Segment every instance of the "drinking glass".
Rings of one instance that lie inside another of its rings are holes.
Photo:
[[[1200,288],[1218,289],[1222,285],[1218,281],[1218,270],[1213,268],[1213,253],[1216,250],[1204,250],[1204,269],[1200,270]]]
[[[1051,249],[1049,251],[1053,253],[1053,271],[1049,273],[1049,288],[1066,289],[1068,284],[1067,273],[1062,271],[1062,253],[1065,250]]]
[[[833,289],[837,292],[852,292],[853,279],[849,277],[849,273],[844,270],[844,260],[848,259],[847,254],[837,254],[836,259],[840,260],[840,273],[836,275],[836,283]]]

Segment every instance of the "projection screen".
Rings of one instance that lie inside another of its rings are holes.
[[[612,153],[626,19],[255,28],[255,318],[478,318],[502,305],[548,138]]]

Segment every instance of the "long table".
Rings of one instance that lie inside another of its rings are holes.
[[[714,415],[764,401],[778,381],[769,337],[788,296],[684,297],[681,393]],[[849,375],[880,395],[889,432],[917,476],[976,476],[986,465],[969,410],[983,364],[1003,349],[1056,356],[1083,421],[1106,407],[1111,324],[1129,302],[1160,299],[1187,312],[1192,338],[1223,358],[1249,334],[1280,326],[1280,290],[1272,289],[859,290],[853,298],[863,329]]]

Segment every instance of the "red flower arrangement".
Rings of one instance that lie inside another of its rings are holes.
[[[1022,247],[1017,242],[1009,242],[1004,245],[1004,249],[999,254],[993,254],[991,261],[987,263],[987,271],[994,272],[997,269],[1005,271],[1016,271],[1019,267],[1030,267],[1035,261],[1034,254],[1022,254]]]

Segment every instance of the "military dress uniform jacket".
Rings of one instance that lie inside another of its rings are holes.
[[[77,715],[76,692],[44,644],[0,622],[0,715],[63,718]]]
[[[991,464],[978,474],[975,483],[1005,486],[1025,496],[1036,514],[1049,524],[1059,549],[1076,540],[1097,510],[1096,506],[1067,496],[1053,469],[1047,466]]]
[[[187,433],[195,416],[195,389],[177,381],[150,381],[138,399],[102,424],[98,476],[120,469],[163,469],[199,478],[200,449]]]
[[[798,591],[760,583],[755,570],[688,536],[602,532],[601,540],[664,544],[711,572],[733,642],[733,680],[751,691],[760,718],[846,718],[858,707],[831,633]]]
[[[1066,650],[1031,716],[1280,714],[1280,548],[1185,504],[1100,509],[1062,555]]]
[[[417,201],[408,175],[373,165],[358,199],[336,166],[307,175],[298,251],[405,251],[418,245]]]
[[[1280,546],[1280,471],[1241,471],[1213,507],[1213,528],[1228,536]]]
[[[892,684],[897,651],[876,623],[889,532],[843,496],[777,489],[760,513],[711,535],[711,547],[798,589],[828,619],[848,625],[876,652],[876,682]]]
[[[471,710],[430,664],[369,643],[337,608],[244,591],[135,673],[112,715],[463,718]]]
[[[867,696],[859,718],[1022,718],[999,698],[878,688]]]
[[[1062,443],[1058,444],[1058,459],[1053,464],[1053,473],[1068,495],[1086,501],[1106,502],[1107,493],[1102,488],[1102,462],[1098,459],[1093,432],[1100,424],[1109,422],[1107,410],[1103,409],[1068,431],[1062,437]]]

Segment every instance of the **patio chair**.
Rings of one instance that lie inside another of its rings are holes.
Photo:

★ ★ ★

:: What the task requires ::
Copy out every line from the material above where the string "Segment" turns up.

:: Written answer ::
Segment every instance of the "drinking glass".
Segment every instance of the "projection screen".
Segment every instance of the "long table".
Segment every instance of the "red flower arrangement".
Segment every instance of the "military dress uniform jacket".
Segment every instance of the **patio chair**.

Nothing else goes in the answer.